*The problem*
Write each line exactly, from the line that holds "Target = bare tree" through the final line of the material, and no other line.

Stored entries:

········

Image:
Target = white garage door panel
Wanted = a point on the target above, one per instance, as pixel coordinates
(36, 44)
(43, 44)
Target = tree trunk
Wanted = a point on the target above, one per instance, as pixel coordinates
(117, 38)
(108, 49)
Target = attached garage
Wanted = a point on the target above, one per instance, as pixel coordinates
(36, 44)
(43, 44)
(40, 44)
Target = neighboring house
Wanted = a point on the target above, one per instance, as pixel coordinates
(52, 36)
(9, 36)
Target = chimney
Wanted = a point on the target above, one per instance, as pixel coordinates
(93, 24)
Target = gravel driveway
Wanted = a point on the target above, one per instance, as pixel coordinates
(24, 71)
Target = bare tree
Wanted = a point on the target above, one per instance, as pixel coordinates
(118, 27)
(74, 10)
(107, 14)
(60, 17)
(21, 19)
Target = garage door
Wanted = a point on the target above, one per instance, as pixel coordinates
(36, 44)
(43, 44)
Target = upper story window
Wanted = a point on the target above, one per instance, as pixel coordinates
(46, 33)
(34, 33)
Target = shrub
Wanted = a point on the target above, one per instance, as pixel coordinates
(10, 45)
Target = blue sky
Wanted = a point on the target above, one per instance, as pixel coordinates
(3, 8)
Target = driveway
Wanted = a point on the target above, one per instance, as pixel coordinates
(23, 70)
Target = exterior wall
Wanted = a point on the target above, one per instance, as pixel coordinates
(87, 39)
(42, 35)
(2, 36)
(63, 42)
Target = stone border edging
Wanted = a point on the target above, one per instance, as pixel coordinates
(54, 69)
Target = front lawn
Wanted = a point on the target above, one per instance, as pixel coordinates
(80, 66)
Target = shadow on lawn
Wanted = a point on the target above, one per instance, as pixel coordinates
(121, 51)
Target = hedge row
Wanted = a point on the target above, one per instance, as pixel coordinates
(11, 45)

········

*Answer to this exercise*
Target = bare tree
Wanted = a point on the target above, one per instance, as pixel coordinates
(118, 27)
(74, 10)
(107, 14)
(60, 17)
(21, 19)
Target = garage door
Wanted = a point on the target above, one per instance, as pixel coordinates
(36, 44)
(43, 44)
Target = upper story window
Wanted = a point on the target above, one per instance, as pixel coordinates
(46, 33)
(34, 33)
Target = shrub
Wanted = a point on the target above, one per instance, as pixel coordinates
(10, 45)
Target = blue sky
Wanted = a point on the target above, one per instance, as pixel coordinates
(3, 8)
Target = driveway
Wanted = a point on the target above, one per instance, as pixel coordinates
(23, 70)
Target = exterior wall
Wanted = a point on the target above, one per instance, as pixel coordinates
(87, 39)
(42, 35)
(2, 36)
(63, 42)
Target = stone border edging
Wanted = a point on the target above, one per instance, as pixel coordinates
(54, 69)
Target = front lawn
Wanted = a point on the target above, one per instance, as pixel coordinates
(80, 66)
Target = shadow on lawn
Wanted = a point on the target above, one per instance, as pixel coordinates
(121, 51)
Target = hedge row
Wanted = a point on the target above, one per instance, as pixel coordinates
(11, 45)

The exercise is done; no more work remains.